**What this task involves:**
Report how many lines of the data below contain the string "person", counting only matches with the same case. Reply with the number alone.

**Data for the task:**
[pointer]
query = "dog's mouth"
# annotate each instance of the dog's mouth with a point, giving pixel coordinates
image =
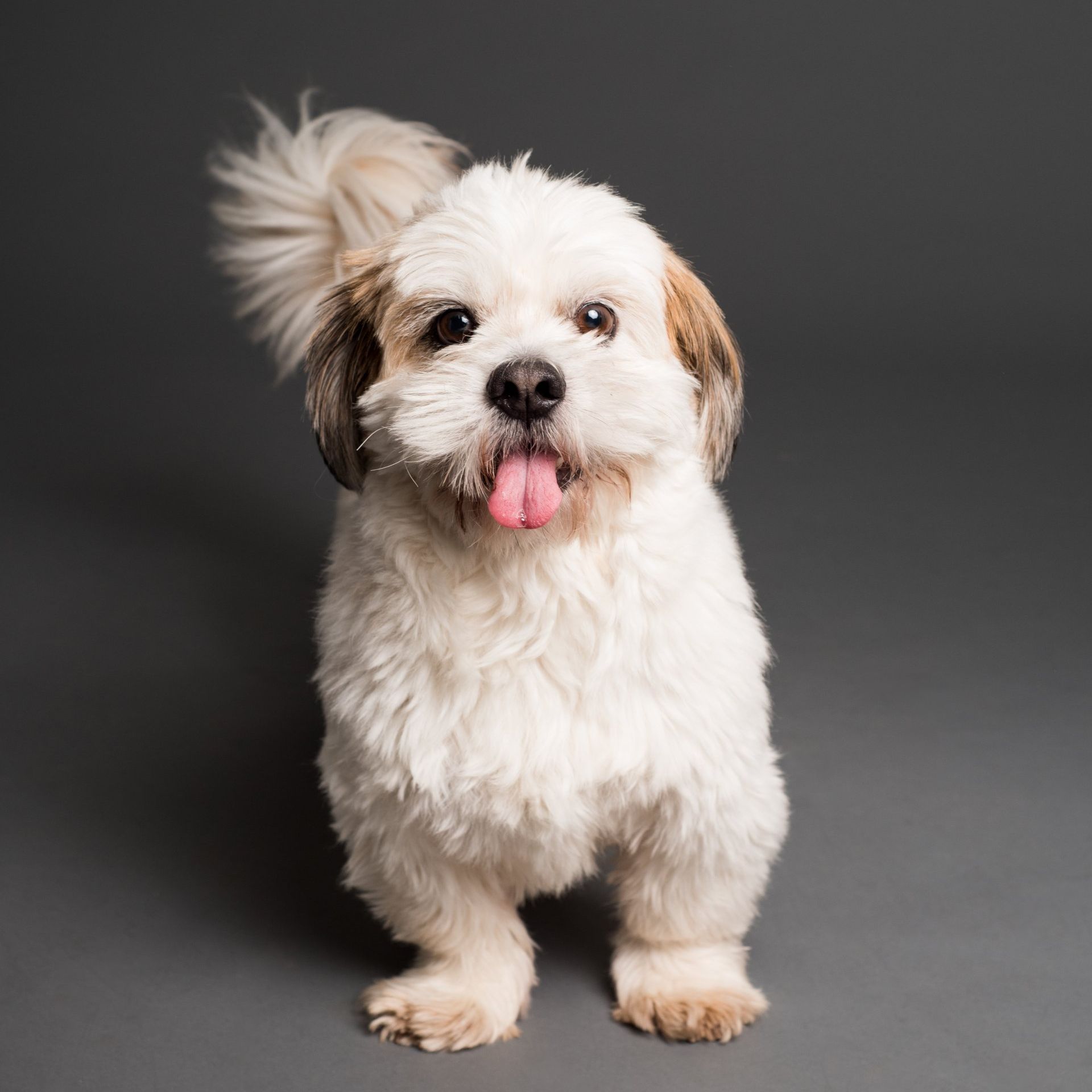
==
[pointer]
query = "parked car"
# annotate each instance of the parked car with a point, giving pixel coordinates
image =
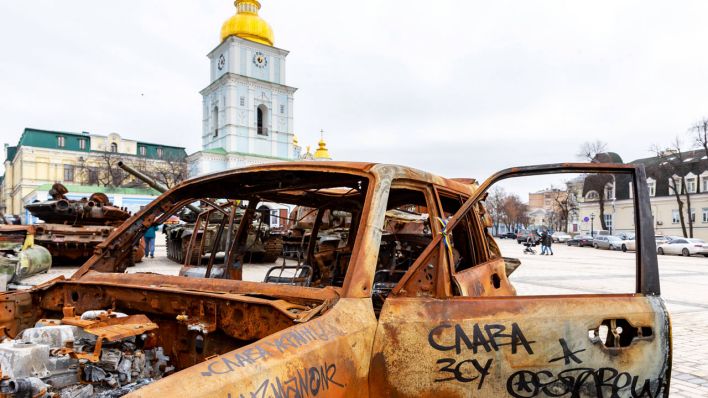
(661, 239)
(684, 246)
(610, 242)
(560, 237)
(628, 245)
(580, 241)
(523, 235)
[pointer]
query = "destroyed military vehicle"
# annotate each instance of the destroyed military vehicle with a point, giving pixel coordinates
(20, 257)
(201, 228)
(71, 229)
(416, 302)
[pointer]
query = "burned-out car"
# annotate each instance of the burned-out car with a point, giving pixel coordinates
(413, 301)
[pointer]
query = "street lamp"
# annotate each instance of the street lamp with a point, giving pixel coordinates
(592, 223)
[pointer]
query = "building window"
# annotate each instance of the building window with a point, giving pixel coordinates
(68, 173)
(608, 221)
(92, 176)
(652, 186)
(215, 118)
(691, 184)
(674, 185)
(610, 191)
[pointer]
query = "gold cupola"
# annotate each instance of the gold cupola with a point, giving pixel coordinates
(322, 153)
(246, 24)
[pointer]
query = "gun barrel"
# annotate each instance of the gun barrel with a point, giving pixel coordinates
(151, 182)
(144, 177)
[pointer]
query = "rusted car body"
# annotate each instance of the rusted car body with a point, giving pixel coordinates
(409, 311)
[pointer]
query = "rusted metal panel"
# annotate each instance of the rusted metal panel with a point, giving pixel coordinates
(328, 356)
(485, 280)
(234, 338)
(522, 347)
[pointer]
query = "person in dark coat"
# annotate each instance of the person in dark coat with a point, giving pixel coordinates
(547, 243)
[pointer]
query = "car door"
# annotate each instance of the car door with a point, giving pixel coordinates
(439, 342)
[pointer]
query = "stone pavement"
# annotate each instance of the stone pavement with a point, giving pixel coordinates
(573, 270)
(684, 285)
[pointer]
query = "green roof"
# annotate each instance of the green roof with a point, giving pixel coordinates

**Finished exercise:**
2